- What to work on -
Set out every line of the records below as a Markdown table with the columns "No." and "Text", numbering the rows in order, skipping blank lines and omitting the pictures.

(Labeled-object pointing records)
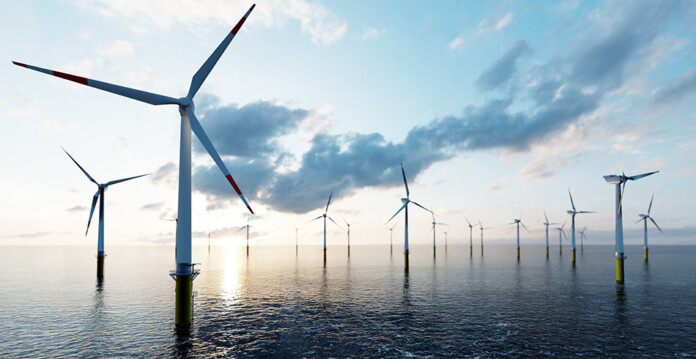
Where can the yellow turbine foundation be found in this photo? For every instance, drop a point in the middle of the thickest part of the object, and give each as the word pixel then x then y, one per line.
pixel 100 266
pixel 183 311
pixel 619 271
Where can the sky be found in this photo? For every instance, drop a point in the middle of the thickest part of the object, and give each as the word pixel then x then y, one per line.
pixel 496 110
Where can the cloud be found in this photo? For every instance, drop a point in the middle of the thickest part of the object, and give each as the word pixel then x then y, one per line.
pixel 683 87
pixel 118 48
pixel 503 68
pixel 557 101
pixel 153 206
pixel 320 23
pixel 489 25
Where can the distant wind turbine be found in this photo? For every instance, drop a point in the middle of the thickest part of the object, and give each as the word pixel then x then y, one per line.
pixel 583 237
pixel 434 230
pixel 572 214
pixel 561 234
pixel 644 218
pixel 547 224
pixel 518 222
pixel 482 228
pixel 101 191
pixel 325 216
pixel 405 202
pixel 471 238
pixel 185 271
pixel 620 182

- Full answer -
| No. | Text |
|---|---|
| 1 | Where can the yellow turbine foundation be found in this photo? For every instance, drop a point in the middle of the thickest part of the object, and give each as the word pixel then x then y, one per line. |
| 2 | pixel 100 266 |
| 3 | pixel 183 311 |
| 4 | pixel 619 271 |
| 5 | Where can the sky be found in this photo? For every instance, drop a point in the middle of the thickest part of the object, and give each as the word pixel then x then y, one per line. |
| 6 | pixel 496 110 |
| 7 | Where can the cloud be found in this photo? For every instance, drop a point in the middle of the thickest part of the object, and give each as the word pixel then x then y, one per line. |
| 8 | pixel 683 87 |
| 9 | pixel 118 48 |
| 10 | pixel 503 68 |
| 11 | pixel 557 101 |
| 12 | pixel 153 206 |
| 13 | pixel 320 23 |
| 14 | pixel 489 25 |
| 15 | Where can the distant wind turbine be found in this photo? For every instance, drop a point in the middle of the thickest part of the object, and give each as the word pixel then x then y, one per line. |
| 16 | pixel 583 237 |
| 17 | pixel 434 230 |
| 18 | pixel 572 214 |
| 19 | pixel 561 234 |
| 20 | pixel 644 218 |
| 21 | pixel 547 224 |
| 22 | pixel 518 222 |
| 23 | pixel 482 228 |
| 24 | pixel 101 191 |
| 25 | pixel 325 216 |
| 26 | pixel 405 202 |
| 27 | pixel 471 238 |
| 28 | pixel 185 271 |
| 29 | pixel 620 182 |